Source document =
WO2004105261A1 - Housing apparatus for outdoor communication device - Google Patents

Abstract

Disclosed is a housing apparatus of an outdoor communication device for receiving electronic parts for communication and thermal-emission devices therein. The housing apparatus includes a housing having an upper cover and a lower cover, a heat sink installed in the housing and a plurality of cavities formed between the housing and the heat sink in order to receive the thermal-emission devices therein in such a manner that the thermal-emission devices are attached to edges of the heat sink, and a blowing fan installed at a lower end of the housing in order to exhaust air to an exterior through the heat sink.

Description

HOUSING APPARATUS FOR OUTDOOR COMMUNICATION DEVICE

BACKGROUND OF THE INVENTION

1. Field of the Invention

The present invention relates to a housing apparatus for an outdoor communication device, and more particularly to a housing apparatus for an outdoor communication device, in which a heat sink is positioned at a center of a housing and thermal-emission devices are aligned around the heat sink, thereby improving cooling efficiency for thermal-emission devices while allowing the housing apparatus to be easily installed in the outdoors by reducing a size of the housing. 2. Description of the Related Art

As generally known in the art, communication devices are equipped with thermal-emission devices, such as HPAs (high power amplifiers), LPAs (linear power amplifiers), and digital processing units, which may generate a great amount of heat.

Due to heat generated from the thermal-emission devices operating with maximum load, an internal temperature of a housing of a communication device including such thermal-emission devices may rise.

If the internal temperature of the housing rises, not only life span of the thermal-emission devices is shortened, but also performance of thermal-emission devices is deteriorated due to heat applied to the thermal-emission devices. In addition, such a high internal temperature of the housing may exert a bad influence to devices adjacent to the housing. In an extreme case, such devices may malfunction or cannot perform data processing work. Since such thermal-emission devices have an airtight structure for the purpose of water-proof, humidity-proof and vibration-proof characteristics, the high internal temperature of the housing may cause the malfunction and breakage of the thermal- emission devices. For this reason, a cooling device is provided in the housing of the terminal-emission device in order to cool the high internal temperature of the housing. Hereinafter, a housing apparatus for a conventional outdoor communication device 100 will be described with reference to FIGS. 1 to 3.

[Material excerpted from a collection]
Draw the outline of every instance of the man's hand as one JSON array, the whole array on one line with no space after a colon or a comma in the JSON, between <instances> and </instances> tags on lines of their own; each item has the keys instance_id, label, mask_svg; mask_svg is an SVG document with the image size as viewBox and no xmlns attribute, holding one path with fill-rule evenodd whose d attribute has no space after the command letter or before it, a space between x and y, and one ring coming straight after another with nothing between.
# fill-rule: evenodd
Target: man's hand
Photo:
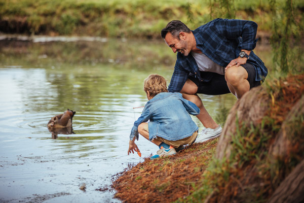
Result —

Do this =
Could you return the whole patent text above on the housing apparatus for an outdoor communication device, word for word?

Exercise output =
WO2004105261A1 - Housing apparatus for outdoor communication device - Google Patents

Abstract

Disclosed is a housing apparatus of an outdoor communication device for receiving electronic parts for communication and thermal-emission devices therein. The housing apparatus includes a housing having an upper cover and a lower cover, a heat sink installed in the housing and a plurality of cavities formed between the housing and the heat sink in order to receive the thermal-emission devices therein in such a manner that the thermal-emission devices are attached to edges of the heat sink, and a blowing fan installed at a lower end of the housing in order to exhaust air to an exterior through the heat sink.

Description

HOUSING APPARATUS FOR OUTDOOR COMMUNICATION DEVICE

BACKGROUND OF THE INVENTION

1. Field of the Invention

The present invention relates to a housing apparatus for an outdoor communication device, and more particularly to a housing apparatus for an outdoor communication device, in which a heat sink is positioned at a center of a housing and thermal-emission devices are aligned around the heat sink, thereby improving cooling efficiency for thermal-emission devices while allowing the housing apparatus to be easily installed in the outdoors by reducing a size of the housing. 2. Description of the Related Art

As generally known in the art, communication devices are equipped with thermal-emission devices, such as HPAs (high power amplifiers), LPAs (linear power amplifiers), and digital processing units, which may generate a great amount of heat.

Due to heat generated from the thermal-emission devices operating with maximum load, an internal temperature of a housing of a communication device including such thermal-emission devices may rise.

If the internal temperature of the housing rises, not only life span of the thermal-emission devices is shortened, but also performance of thermal-emission devices is deteriorated due to heat applied to the thermal-emission devices. In addition, such a high internal temperature of the housing may exert a bad influence to devices adjacent to the housing. In an extreme case, such devices may malfunction or cannot perform data processing work. Since such thermal-emission devices have an airtight structure for the purpose of water-proof, humidity-proof and vibration-proof characteristics, the high internal temperature of the housing may cause the malfunction and breakage of the thermal- emission devices. For this reason, a cooling device is provided in the housing of the terminal-emission device in order to cool the high internal temperature of the housing. Hereinafter, a housing apparatus for a conventional outdoor communication device 100 will be described with reference to FIGS. 1 to 3.